### PROVIDED INFORMATION
-- BEGIN --

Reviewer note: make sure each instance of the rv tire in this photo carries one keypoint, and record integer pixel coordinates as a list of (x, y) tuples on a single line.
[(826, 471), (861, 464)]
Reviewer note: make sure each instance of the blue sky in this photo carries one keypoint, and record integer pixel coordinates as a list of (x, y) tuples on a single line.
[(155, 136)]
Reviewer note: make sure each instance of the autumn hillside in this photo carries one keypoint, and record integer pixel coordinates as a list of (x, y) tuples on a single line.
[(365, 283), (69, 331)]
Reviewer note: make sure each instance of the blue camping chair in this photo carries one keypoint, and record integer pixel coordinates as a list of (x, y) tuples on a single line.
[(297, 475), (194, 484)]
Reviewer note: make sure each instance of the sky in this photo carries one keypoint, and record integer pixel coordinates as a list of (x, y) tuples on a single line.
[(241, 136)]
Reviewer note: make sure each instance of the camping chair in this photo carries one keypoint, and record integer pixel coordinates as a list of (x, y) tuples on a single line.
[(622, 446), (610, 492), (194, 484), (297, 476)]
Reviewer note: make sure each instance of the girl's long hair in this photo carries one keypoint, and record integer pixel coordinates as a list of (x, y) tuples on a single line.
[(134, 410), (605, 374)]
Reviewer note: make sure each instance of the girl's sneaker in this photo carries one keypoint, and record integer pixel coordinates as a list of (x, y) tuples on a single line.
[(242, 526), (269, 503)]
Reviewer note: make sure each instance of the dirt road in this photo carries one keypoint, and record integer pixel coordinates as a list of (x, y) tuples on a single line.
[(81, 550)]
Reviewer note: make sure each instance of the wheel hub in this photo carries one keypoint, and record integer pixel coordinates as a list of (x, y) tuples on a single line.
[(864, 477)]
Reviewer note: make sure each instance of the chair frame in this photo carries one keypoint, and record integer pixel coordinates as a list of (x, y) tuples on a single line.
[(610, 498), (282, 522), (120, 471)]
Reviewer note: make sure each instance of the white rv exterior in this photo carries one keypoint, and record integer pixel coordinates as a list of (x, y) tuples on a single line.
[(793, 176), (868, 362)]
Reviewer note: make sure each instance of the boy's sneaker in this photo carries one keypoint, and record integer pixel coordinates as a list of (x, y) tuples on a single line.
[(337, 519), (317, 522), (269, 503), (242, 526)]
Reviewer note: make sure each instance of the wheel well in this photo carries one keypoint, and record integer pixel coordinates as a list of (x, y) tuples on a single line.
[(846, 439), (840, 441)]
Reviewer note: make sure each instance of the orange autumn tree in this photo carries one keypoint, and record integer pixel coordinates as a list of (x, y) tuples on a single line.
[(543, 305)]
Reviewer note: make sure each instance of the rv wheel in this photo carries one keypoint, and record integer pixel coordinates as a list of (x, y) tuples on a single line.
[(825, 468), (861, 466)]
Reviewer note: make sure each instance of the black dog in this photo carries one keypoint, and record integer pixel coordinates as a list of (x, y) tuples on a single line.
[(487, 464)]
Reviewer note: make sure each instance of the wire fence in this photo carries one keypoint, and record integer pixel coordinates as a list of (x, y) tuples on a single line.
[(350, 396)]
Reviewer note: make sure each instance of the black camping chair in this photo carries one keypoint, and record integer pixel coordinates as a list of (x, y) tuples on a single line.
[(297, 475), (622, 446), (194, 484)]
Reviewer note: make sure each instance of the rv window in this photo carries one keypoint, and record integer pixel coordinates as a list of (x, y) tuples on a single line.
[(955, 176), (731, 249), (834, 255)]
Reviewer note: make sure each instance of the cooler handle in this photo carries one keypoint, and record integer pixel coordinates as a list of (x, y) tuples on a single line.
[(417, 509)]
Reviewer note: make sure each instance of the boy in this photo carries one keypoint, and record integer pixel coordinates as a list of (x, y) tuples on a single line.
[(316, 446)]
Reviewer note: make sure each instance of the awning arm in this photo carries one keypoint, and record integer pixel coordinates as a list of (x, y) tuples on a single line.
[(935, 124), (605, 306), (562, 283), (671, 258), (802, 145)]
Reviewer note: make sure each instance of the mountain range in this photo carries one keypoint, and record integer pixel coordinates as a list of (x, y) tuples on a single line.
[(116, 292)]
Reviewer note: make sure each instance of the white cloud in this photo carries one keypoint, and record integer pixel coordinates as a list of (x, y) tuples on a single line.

-- END --

### YOUR INSTRUCTIONS
In every one of the items above, swap "integer pixel coordinates" for "whole-number pixel coordinates" and write the lines out again with nothing else changed.

### WRITTEN RESPONSE
Reviewer note: make sure each instance of the rv tire in this photo carries one keypoint, and record whole-number pixel coordinates as a list of (x, y) tuples on a single line.
[(826, 471), (861, 464)]
Reviewer note: make sure each instance of the blue sky in this photo carries one keypoint, and record whole-number pixel coordinates as a list of (x, y) tuples on a single line.
[(155, 136)]
Reviewer note: make sure each instance of the autumn hillside in this photo carries one keypoint, and record whole-number pixel coordinates as a list of (x, y) tuples on a single line.
[(365, 283), (69, 331)]
Reviewer note: make sure each instance of the blue camping chair in this photo carries one keypoint, and record whole-number pixel coordinates as a list of (x, y) tuples on a single line.
[(297, 475), (194, 484)]
Reviewer note: make sure each instance of the sky in this photo carries one keypoint, and record whole-number pixel coordinates as a list of (x, y) tuples on a single line.
[(241, 136)]
Reviewer note: make sure each instance of the camping chair in this photo carries one keypoint, and record whole-number pixel coordinates as a list of (x, y) tuples on a single line.
[(622, 446), (610, 492), (194, 484), (297, 476)]
Reviewer note: make sure each instance of the girl's long hair in this photo carries one keypoint, and record whole-number pixel coordinates as a list of (x, y) tuples on a single line.
[(134, 410), (605, 374)]
Reviewer note: make sure each instance of the girl's sneaker in this photo carries one keypoint, and record whole-number pixel coordinates as a list of (x, y) tuples on a single line.
[(242, 526), (269, 503)]
Reviewer note: make sure each instance of the dirt road in this photo carries one keypoint, and record whole-number pixel coordinates as a list of (x, y) tuples on a single line.
[(81, 550)]
Reviewer note: make sure each instance of the wheel hub in this photo carries one keypoint, and record whole-number pixel coordinates as a list of (x, y) tuples on a single line.
[(864, 477)]
Reviewer note: make sure each instance of the chair frame in this photo carries one keypoint, and record whole-number pixel coordinates as a list of (x, y) tuples on a single line.
[(610, 498), (282, 522), (120, 471)]
Reviewer note: make sure each instance of the white rv exterior in this photo carries one keypoint, and record whole-number pixel coordinates as a list of (x, y) tuples on a single line.
[(793, 176), (868, 362)]
Reviewer note: make sure each instance of the boy's sneaker in this photo carries one keypoint, and record whole-number pixel coordinates as a list of (x, y) tuples on a single line.
[(337, 519), (317, 522), (269, 503), (242, 526)]
Reviewer note: make sure each instance of the wheel well in this photo carries one keypoint, and record whole-number pixel coordinates as a list of (x, y) tuples on a single line.
[(846, 439), (840, 441)]
Reviewer note: make sure each instance of the orange autumn tree in this photo carries one keypoint, and record whole-number pixel coordinates as a list of (x, y) tuples on a single line.
[(543, 305)]
Reviewer note: make sure each instance of the rv wheel in this photo carries one keypoint, and record whole-number pixel coordinates as a list of (x, y) tuples on a single line.
[(825, 468), (861, 466)]
Reviewer note: make sure each instance of the black dog in this photo carries one keypoint, and record whole-number pixel coordinates as a list of (x, y) tuples on a single line.
[(487, 464)]
Reviewer note: make sure each instance of the wire fence in this photo carries one keypoint, and record whole-number pixel coordinates as a list of (x, y) tuples on a single line.
[(350, 396)]
Reviewer note: make sure each instance of the black camping chair in this photo carries one keypoint, and record whole-number pixel coordinates as a list of (x, y) tuples on a single line.
[(297, 475), (622, 446), (194, 484)]
Reviewer note: make sure each instance of the rv window in this photo carries one keypoint, and record whole-number pixel coordinates as a list of (x, y) tuples on a single line.
[(955, 176), (731, 249), (834, 255)]
Reviewer note: make sure each instance of the cooler handle in this photo carries one keypoint, and record whole-number pixel coordinates as a list of (x, y) tuples on a single line.
[(417, 509)]
Reviewer note: make sure each instance of the boy in this photo carries one keypoint, and record whole-number pixel coordinates as a list of (x, y) tuples on a single line.
[(316, 446)]
Reviewer note: make sure each instance of the awning arm in this photo carries one keypoint, and record whole-number pixel coordinates as a list of (x, y) tuples on a single line.
[(935, 124), (605, 306), (562, 283), (671, 258), (802, 145)]
Reviewer note: make sure each instance of the mountain range in this photo carries one keypoint, and record whole-number pixel coordinates as a list of (x, y) tuples on a single line.
[(116, 292)]
Reviewer note: make sure each instance of the white cloud in this photo carries one keypoint, and record whole-number pixel coordinates as a list of (x, y) tuples on a single line.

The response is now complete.